### SET EXERCISE
Write out, word for word, the lines of the material from the one containing "Reviewer note: confirm each instance of the shrub" through the one containing "pixel 586 595", with both of those lines included.

***** DATA SHOWN

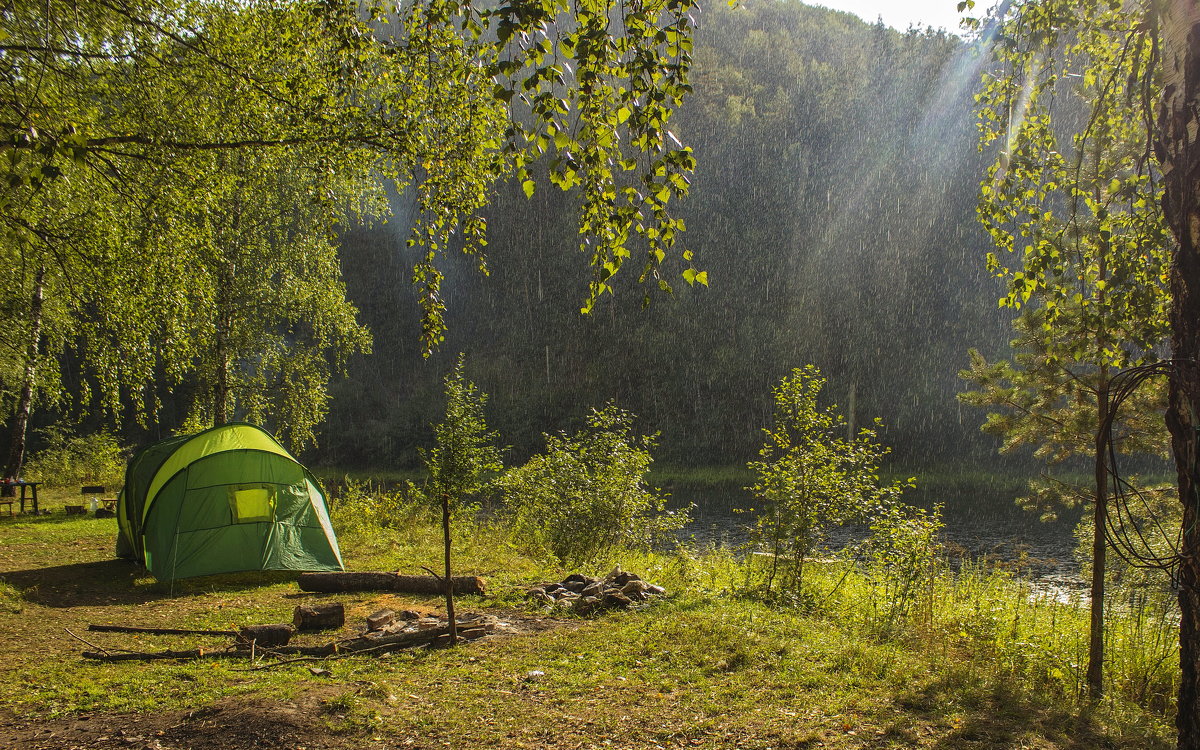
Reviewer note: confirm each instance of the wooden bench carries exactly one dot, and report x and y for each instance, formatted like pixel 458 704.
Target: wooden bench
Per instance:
pixel 100 490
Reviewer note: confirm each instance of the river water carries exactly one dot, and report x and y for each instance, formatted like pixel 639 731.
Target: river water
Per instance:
pixel 982 525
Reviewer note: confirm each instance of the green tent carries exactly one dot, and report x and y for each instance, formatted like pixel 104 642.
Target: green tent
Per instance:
pixel 228 498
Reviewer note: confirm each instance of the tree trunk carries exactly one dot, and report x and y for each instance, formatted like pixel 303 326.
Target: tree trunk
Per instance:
pixel 449 581
pixel 25 401
pixel 339 582
pixel 1099 547
pixel 221 355
pixel 1179 153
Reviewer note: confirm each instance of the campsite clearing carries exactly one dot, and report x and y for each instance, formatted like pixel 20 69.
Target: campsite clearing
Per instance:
pixel 700 671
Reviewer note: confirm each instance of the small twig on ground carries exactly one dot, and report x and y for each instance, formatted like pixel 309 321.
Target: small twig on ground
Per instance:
pixel 432 574
pixel 87 642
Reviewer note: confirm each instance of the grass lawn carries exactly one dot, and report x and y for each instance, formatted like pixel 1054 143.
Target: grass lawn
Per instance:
pixel 700 670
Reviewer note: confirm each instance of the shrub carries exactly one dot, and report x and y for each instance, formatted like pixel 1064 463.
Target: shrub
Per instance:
pixel 811 479
pixel 901 563
pixel 587 492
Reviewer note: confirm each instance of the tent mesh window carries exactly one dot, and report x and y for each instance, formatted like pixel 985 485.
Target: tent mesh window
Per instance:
pixel 252 503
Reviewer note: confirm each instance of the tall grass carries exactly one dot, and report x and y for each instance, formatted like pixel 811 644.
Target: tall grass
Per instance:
pixel 987 624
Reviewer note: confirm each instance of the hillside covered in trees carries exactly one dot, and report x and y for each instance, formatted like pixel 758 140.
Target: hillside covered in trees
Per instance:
pixel 833 209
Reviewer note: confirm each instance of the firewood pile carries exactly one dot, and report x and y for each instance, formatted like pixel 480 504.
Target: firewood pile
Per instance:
pixel 384 631
pixel 586 595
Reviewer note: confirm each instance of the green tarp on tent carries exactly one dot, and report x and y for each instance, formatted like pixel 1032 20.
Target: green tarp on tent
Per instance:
pixel 228 498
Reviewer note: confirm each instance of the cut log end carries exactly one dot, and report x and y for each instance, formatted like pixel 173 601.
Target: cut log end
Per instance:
pixel 319 617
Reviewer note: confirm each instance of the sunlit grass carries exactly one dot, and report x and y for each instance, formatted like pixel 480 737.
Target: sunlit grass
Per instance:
pixel 982 660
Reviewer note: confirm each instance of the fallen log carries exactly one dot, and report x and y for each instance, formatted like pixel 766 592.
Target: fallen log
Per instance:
pixel 339 582
pixel 192 653
pixel 161 631
pixel 381 643
pixel 265 636
pixel 319 617
pixel 436 635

**********

### WRITTEN REPLY
Reviewer note: confirm each instance of the shrub carries exactly one dot, and report x and y for each instance, formatted like pixel 1064 463.
Target: shrub
Per instance:
pixel 811 479
pixel 901 563
pixel 587 492
Reviewer note: confirm each instance of the tent mesh window carries exactly one dot, and report x and y for each instance, formatted like pixel 985 485.
Target: tent mesh window
Per instance:
pixel 252 503
Reviewer note: confirm each instance of the tall grass carries exactly one dot, and report x and y for each instance, formatted like pixel 811 644.
Target: tall grass
Per instance:
pixel 987 624
Reviewer note: confirm each instance of the hillside covered in trees carries exactly one dot, and report x and y for each instance, formatted like pixel 758 140.
Target: hillside covered in trees
Per instance:
pixel 833 209
Reviewer note: confirm each instance of the firewood pile carries exactly one dot, and report x and y for each instance, formatted like pixel 480 504.
Target: firewood pile
Per instance:
pixel 384 631
pixel 586 595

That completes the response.